-------- EXTRAIT FOURNI
La Cour commence par rejeter l’affirmation du Myanmar selon laquelle il n’existait pas de
différend entre les Parties parce que la Gambie aurait agi «pour le compte» de l’Organisation de la
coopération islamique (ci-après l’«OCI»). Elle note que le demandeur a introduit l’instance en son
nom propre et qu’il soutient qu’un différend l’oppose au Myanmar au sujet de ses propres droits en
vertu de la convention. La Cour ajoute que le fait que la Gambie puisse avoir cherché et obtenu le
soutien d’autres Etats ou d’organisations internationales en se préparant à la saisir n’exclut pas
l’existence d’un différend entre les Parties relatif à la convention sur le génocide.
----------------
-------- DONNÉES PRÉSENTÉES
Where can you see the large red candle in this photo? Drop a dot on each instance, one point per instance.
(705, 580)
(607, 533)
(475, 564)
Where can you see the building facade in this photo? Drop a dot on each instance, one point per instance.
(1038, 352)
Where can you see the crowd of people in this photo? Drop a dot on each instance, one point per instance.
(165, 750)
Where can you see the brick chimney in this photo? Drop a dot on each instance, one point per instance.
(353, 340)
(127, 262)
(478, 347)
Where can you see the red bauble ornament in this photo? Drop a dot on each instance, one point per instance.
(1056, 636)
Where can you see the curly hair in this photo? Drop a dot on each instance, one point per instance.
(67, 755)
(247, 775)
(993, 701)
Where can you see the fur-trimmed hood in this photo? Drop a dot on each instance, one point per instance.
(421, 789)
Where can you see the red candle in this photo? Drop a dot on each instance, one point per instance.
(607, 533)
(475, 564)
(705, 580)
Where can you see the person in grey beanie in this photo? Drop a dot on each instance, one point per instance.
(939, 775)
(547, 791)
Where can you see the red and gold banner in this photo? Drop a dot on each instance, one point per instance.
----------------
-------- DONNÉES PRÉSENTÉES
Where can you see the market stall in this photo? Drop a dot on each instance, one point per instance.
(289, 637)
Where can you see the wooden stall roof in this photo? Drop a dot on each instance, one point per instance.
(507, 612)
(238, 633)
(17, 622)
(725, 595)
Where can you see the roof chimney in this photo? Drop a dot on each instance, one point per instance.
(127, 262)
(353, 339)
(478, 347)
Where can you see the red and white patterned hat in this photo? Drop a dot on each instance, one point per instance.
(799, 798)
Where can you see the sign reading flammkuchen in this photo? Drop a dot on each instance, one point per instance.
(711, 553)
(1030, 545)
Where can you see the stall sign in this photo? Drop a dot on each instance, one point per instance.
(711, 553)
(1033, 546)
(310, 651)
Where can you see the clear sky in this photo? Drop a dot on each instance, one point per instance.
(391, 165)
----------------
-------- DONNÉES PRÉSENTÉES
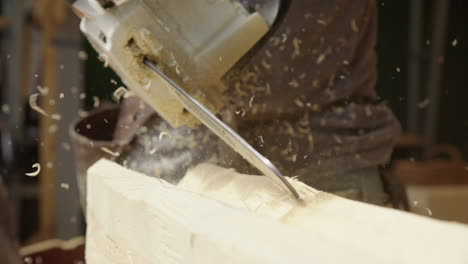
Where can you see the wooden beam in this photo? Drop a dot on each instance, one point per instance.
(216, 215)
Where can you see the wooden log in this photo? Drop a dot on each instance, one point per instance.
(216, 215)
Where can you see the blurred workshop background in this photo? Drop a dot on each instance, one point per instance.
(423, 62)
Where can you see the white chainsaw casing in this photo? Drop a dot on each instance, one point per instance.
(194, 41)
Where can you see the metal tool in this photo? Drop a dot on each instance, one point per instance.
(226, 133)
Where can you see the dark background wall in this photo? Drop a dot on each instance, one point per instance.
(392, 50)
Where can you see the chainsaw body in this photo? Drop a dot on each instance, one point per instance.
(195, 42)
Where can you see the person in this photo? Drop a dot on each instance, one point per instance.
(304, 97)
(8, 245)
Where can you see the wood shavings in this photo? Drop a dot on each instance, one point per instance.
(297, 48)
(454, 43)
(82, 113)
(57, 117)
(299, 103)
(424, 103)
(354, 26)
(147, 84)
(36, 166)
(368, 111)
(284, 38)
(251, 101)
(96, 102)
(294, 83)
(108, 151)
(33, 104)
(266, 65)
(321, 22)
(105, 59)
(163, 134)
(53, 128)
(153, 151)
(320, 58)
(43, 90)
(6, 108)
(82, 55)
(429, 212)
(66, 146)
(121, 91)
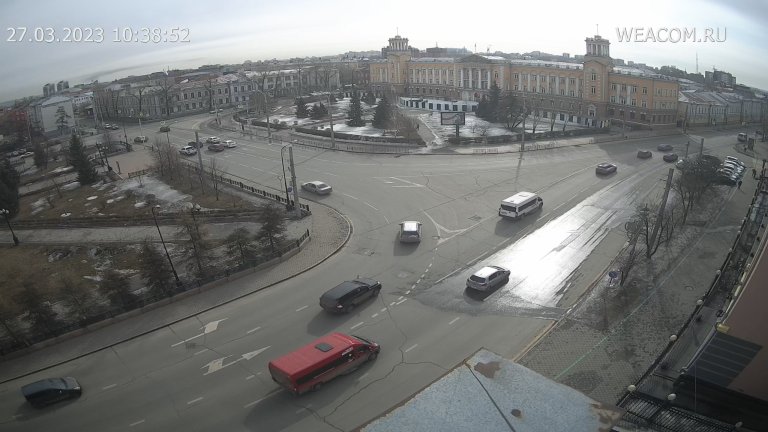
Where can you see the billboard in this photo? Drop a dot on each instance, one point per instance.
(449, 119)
----------------
▸ **CONSIGNE**:
Relevez tous les États et organisations désignés par leur nom dans l'extrait. Les données ne sont pas nécessaires.

▸ **RÉPONSE**:
Myanmar, Gambie, Organisation de la coopération islamique (OCI)